• 抜粋した文章:
----

2013 Fiscal Year Annual Research Report
物体ベースの注意拡散時における注意資源配分の電気生理学的検討
Project/Area Number |
13J00809
|
Research Institution | Hokkaido University |
Principal Investigator |
竹谷 隆司 北海道大学, 大学院教育学院, 特別研究員(DC2)
|
Keywords | 物体ベースの注意 / 事象関連電位 / 物体単一性 / 群化要因 / 錯視的輪郭 |
Research Abstract |
一つ目の研究成果として、注意選択に対する連結性の役剤を明らかにした。物体の一部に向けた注意は、それに属する特徴に自動的に拡散することが知られている。これまでの諸研究においては注意が拡散する「物体」がどのような刺激構造であるのかについて複数の示唆がなされていた。本研究は連結性と大きさ類似性を直行操作した刺激間で事象関連電位の注意拡散効果を比較するとで「物体単一性亅の役割を検討した。結果として、単一物体性は特別な刺激構造ではなく、複数の群化要因が独立に注意を誘導することが示された(竹谷・河西、心理学研究、印刷中)。 2つ目の成果として、注意選択における色および形類似性の関係を明らかにした。これまで形などの境界特徴よりも色などの表面特徴がより早く処理されると考えられている。本研究は色と形の類似性を直行操作して注意選択に対する境界・表面特徴の関係を検討した。色と形の類似性も注意選択においては同様のメカニズムで選択されることが示された(Takeya & Kasai, CNS annual meeting, 2013)。 更に注意拡散時の処理リソースの配分を検討する実験を行った。注意が物体上を拡散するときに、一定の知覚処理資源量が物体全体に均されるように配分されるのか、あるいは課題非関連な特徴にも注意が「追加される」のかは明らかにされていない。本研究は刺激を持続的に提示したうえで、物体上に提示したプローブ刺激への反応を分析し物体空間上に配分される注意の量を検討した。物体性は錯視的輪郭の有無で定義したが、結果として物体条件間に差は認められなかった(未発表)。このことが錯視的物体に特有なのかを明らかにするために直ちに実験2を行い、連結線による群化が生じる場合と生じない場合について実験を行い、現在分析中である。

----

• 処理する一覧:
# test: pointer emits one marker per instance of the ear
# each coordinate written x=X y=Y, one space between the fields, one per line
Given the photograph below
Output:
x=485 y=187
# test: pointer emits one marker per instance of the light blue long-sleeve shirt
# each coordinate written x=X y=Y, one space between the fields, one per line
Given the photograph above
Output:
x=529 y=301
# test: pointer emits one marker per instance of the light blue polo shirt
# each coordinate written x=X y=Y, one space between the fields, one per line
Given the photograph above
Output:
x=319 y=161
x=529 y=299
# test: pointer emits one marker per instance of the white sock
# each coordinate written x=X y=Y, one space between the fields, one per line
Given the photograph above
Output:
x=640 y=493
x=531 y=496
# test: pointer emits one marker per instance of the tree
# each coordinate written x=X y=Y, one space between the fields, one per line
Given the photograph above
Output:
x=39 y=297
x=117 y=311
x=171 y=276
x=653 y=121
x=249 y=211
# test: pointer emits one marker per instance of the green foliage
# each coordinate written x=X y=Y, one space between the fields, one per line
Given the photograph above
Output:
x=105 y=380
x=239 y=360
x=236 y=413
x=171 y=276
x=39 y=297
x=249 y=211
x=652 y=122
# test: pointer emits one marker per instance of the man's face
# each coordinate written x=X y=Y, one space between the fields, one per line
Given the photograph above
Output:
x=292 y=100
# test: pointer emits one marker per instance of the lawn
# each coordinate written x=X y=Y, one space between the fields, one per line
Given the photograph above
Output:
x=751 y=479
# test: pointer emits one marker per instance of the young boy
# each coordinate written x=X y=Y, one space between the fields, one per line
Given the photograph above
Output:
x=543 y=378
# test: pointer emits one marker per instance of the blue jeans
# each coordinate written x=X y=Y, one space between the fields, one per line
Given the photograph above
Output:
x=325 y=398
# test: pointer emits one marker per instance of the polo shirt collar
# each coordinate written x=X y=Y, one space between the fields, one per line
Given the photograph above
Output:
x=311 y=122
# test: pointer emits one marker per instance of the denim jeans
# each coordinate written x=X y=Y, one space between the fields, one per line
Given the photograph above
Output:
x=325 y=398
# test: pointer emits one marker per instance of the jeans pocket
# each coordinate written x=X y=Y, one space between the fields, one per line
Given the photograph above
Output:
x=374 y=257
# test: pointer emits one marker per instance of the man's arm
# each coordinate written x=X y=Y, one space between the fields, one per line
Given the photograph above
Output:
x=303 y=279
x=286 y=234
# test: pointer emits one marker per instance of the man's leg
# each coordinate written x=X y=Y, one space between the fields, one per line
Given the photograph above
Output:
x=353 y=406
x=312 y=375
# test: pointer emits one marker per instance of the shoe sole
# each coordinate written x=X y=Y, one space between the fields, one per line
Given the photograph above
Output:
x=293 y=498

----

• 必須の作業:
1) 研究概要の処理リソース配分の実験では、物体性は何の有無によって定義されたか。
2) 一覧の「the man's arm」を含む行から一覧の終わりまでを、「marker」を「dot」に置き換えて書き直す。ほかは変えず、その範囲だけを出す。

• 回答一覧:
1) 錯視的輪郭の有無によって定義された。

2)
# test: pointer emits one dot per instance of the man's arm
# each coordinate written x=X y=Y, one space between the fields, one per line
Given the photograph above
Output:
x=303 y=279
x=286 y=234
# test: pointer emits one dot per instance of the man's leg
# each coordinate written x=X y=Y, one space between the fields, one per line
Given the photograph above
Output:
x=353 y=406
x=312 y=375
# test: pointer emits one dot per instance of the shoe sole
# each coordinate written x=X y=Y, one space between the fields, one per line
Given the photograph above
Output:
x=293 y=498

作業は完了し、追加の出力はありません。